**Material for this task**
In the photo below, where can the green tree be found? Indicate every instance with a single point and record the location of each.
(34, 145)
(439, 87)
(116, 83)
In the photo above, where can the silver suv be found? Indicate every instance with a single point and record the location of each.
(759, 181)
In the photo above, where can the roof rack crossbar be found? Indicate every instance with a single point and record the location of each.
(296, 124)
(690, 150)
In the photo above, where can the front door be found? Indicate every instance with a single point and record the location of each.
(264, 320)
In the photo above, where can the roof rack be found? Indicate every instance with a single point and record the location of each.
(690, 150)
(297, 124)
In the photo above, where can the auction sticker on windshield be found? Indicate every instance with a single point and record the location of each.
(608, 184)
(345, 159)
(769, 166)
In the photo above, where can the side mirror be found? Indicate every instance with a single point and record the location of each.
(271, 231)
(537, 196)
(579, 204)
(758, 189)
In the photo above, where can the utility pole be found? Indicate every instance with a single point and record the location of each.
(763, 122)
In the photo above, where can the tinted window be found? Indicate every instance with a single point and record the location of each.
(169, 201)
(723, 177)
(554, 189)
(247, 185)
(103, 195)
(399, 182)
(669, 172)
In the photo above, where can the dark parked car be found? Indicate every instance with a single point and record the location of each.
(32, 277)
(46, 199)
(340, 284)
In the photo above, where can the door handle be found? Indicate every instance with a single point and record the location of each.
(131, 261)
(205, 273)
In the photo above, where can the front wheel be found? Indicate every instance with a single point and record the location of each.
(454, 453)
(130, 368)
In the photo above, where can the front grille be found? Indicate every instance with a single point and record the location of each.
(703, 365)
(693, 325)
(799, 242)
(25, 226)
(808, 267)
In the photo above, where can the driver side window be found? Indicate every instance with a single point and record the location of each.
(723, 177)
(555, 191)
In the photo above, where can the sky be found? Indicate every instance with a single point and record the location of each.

**Activity**
Retype, exactly as written, each line from the one containing "In the photo above, where can the tinted" through the last line of the listing above, and leave out all other lines.

**Response area**
In the photo above, where can the tinted window be found? Indicate every instance with a single point and record the location of each.
(169, 201)
(723, 177)
(554, 189)
(247, 185)
(103, 195)
(399, 182)
(669, 172)
In the photo above, where can the dark parked car be found? Indicate every instance with a single point and record the location of each.
(32, 277)
(46, 199)
(340, 284)
In the photo above, where can the door handle be found? Indicate every instance with a single point and record the location of each.
(131, 261)
(205, 273)
In the photo above, where can the front wheel be found? Indicate every instance with a single point and record the location of each.
(454, 453)
(130, 368)
In the photo above, where can the front grille be found? Indicate every instance with a single point and record the location of each.
(703, 365)
(693, 325)
(799, 242)
(25, 226)
(808, 267)
In the photo above, where can the driver side window be found? Indicate every instance with a single point and record the location of each.
(723, 177)
(555, 191)
In the photo above, where can the sky be found? Indicate every instance with a single point and record the location of each.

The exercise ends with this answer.